INSTRUCTIONS TO FOLLOW
Arrange everything from the line containing "Put a pin on every instance of the white sky" down to the line containing "x=823 y=128" as a two-column CSV with the columns text and answer. Give one row per record, with each field quoted and its line breaks replaced by spaces.

Location identification entries
%%

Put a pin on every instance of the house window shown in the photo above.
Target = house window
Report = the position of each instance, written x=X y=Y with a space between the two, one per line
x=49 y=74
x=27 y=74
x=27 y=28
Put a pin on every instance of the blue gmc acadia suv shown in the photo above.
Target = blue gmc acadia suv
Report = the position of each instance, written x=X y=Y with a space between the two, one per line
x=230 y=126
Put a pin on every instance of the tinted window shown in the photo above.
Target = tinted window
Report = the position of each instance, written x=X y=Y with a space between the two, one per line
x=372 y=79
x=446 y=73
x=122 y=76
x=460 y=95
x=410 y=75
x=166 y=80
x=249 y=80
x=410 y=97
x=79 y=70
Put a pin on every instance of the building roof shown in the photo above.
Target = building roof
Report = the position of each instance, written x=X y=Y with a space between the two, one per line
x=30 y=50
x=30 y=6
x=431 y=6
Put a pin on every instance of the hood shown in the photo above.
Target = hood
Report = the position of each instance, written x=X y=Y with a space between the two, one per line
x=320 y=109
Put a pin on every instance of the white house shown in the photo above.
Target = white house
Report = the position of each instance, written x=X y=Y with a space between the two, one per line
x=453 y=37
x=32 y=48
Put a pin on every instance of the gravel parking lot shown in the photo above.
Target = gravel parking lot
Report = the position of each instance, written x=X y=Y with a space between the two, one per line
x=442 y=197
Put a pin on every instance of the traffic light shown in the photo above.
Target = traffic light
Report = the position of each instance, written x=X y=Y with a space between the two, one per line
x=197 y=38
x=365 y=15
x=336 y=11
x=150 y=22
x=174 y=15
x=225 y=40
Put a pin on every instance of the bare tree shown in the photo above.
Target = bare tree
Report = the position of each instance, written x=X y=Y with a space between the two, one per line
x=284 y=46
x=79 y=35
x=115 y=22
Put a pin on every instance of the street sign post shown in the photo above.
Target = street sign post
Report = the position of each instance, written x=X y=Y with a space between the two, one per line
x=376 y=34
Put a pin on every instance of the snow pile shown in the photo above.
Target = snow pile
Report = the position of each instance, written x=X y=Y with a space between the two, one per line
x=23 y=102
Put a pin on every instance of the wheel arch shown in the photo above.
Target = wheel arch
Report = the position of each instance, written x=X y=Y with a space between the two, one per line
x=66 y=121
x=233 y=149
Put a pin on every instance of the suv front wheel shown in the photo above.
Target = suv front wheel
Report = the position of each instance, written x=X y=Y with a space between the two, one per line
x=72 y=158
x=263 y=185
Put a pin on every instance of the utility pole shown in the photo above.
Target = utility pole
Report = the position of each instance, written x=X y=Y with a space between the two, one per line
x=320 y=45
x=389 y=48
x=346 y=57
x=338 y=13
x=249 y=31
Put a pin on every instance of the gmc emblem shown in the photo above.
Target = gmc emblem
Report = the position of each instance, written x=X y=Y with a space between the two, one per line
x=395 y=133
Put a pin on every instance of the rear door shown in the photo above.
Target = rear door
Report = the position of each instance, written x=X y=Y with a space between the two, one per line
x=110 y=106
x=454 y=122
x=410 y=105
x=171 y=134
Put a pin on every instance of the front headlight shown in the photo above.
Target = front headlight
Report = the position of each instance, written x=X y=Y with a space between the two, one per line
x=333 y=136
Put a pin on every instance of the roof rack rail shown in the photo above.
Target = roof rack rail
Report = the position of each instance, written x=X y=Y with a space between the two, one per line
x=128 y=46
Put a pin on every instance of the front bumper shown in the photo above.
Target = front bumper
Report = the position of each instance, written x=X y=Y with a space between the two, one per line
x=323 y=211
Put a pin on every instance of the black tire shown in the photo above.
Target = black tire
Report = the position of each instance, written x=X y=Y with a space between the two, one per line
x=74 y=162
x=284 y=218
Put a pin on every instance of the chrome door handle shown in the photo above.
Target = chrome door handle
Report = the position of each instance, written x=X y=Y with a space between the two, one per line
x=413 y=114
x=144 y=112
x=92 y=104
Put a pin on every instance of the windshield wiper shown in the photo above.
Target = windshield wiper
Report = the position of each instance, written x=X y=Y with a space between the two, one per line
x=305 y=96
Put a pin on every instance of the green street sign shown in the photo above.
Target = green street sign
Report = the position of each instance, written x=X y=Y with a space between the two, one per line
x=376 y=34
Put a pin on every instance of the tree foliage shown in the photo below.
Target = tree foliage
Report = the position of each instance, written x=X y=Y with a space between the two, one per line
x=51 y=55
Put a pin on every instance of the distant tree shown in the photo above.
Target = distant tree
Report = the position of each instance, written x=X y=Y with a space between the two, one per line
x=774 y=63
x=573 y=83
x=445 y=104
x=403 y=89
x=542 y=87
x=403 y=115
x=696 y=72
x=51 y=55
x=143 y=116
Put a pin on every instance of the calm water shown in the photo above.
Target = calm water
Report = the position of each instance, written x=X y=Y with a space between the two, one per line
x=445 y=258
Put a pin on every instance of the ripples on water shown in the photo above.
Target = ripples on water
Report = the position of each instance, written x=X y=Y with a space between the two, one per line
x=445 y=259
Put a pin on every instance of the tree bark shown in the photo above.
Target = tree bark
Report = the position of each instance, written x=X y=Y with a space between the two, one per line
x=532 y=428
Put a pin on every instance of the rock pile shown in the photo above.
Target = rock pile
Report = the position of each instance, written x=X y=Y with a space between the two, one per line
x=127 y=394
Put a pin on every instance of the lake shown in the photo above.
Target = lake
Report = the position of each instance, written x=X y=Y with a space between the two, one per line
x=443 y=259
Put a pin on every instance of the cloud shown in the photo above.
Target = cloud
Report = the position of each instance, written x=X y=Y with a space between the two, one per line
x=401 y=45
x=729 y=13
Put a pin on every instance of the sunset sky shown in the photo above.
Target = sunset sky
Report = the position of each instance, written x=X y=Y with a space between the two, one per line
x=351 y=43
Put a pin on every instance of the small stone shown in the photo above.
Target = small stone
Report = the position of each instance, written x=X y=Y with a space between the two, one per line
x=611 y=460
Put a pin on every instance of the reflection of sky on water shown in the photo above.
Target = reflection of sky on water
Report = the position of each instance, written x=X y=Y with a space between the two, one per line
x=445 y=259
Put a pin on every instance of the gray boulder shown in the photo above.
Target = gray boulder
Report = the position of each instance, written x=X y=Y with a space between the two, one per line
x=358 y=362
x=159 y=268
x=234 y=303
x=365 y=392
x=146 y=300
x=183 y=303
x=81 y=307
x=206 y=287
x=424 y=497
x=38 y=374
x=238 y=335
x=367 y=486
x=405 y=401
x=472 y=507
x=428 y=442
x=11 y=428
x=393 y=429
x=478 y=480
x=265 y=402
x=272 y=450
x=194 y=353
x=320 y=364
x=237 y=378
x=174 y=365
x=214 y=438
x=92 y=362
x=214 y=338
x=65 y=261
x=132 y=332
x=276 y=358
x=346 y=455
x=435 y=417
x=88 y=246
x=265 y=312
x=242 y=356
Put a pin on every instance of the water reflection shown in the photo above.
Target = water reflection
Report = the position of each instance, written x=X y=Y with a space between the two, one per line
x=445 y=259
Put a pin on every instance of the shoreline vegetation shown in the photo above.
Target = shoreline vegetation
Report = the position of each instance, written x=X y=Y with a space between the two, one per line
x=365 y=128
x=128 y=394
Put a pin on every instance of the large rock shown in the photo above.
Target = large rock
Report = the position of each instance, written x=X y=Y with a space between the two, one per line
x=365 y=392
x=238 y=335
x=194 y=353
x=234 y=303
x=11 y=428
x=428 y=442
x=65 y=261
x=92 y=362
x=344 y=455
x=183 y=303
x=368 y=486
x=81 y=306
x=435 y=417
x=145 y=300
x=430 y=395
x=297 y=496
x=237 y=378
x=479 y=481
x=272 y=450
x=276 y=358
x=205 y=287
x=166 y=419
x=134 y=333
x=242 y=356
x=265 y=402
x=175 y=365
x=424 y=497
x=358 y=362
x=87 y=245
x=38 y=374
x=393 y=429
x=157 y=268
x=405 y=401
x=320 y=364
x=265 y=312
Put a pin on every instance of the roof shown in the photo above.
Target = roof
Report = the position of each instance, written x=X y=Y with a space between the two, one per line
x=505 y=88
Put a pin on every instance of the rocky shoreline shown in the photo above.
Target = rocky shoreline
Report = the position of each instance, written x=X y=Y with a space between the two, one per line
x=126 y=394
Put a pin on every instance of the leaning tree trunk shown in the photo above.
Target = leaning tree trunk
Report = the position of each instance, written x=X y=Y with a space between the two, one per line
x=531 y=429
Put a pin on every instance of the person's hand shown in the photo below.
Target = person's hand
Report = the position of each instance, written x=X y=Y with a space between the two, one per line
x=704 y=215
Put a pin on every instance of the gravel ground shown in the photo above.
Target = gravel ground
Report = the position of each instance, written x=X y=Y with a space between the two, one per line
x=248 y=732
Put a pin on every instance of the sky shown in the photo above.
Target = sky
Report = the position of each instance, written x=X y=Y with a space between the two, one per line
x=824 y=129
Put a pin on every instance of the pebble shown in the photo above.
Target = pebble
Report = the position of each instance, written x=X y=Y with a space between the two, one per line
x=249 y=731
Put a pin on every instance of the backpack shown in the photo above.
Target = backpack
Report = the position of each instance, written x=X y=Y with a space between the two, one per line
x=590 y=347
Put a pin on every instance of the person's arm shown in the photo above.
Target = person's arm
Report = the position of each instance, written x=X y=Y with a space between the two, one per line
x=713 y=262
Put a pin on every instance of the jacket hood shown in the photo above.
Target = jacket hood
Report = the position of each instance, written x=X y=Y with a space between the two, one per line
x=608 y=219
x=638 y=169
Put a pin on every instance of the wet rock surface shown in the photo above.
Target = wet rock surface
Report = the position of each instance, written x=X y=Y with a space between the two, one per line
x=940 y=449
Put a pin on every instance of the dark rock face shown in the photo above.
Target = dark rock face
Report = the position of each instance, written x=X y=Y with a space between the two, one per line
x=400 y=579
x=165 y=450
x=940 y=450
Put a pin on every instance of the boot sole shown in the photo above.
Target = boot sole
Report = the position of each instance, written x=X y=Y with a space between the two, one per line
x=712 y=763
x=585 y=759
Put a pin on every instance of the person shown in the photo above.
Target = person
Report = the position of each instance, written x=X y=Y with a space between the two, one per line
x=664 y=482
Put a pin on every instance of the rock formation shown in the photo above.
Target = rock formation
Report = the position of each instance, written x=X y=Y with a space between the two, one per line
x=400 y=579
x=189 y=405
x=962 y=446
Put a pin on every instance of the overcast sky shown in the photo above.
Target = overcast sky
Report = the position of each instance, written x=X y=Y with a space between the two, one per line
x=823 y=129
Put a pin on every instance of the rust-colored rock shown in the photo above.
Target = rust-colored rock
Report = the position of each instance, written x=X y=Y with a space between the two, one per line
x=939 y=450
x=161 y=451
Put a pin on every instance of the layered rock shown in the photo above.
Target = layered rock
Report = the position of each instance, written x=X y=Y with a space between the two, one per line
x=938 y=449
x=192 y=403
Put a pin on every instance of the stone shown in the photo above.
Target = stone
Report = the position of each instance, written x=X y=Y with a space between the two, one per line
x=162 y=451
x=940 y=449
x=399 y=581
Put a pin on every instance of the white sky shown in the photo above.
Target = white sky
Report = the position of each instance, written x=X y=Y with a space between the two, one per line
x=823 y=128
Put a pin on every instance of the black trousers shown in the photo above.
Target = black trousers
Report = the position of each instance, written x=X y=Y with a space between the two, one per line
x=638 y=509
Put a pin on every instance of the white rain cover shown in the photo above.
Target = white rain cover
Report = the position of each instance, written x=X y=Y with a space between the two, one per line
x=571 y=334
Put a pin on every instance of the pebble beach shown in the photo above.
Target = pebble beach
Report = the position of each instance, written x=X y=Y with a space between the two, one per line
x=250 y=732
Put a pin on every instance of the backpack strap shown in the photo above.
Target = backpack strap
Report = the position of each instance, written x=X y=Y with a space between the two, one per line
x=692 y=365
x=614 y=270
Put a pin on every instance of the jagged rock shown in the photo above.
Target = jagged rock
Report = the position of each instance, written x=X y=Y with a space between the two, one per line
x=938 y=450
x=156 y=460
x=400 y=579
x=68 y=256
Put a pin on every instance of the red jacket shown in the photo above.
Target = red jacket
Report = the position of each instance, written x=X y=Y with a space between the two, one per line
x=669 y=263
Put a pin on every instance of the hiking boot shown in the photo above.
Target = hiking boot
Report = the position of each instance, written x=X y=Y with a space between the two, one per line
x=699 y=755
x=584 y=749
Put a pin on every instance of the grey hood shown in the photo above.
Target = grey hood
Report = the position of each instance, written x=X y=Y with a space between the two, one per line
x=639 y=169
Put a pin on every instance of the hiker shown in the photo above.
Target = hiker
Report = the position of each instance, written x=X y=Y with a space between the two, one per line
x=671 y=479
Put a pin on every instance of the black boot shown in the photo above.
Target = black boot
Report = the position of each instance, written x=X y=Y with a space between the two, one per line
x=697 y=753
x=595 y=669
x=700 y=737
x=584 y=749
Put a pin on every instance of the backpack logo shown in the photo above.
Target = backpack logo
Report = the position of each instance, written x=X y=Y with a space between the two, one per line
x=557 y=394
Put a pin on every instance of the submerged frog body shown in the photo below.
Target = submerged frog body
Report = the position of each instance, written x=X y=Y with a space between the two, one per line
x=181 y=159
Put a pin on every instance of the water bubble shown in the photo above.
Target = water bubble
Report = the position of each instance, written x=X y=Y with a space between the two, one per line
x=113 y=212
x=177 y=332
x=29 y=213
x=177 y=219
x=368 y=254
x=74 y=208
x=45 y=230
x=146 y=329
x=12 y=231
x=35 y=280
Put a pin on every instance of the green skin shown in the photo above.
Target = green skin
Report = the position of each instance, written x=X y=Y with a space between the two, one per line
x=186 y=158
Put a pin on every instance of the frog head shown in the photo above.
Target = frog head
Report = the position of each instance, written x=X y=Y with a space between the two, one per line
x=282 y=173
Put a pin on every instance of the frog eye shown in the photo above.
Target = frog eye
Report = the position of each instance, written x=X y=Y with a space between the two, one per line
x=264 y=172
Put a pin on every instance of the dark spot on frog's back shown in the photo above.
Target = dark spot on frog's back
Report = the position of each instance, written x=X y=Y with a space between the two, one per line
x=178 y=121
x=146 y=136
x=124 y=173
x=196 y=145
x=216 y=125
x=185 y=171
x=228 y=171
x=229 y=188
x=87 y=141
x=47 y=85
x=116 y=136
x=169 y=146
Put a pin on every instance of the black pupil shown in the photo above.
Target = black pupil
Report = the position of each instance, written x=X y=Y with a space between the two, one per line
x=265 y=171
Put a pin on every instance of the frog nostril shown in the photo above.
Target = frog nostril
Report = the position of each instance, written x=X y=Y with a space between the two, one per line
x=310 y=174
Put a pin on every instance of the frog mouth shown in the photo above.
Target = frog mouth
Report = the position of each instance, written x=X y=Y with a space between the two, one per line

%%

RESULT OF THIS TASK
text,answer
"Put a pin on every instance of the white sky shown in the photo above. Target = white sky Report = the position of each instance, written x=X y=Y with a space between the two, one per line","x=823 y=128"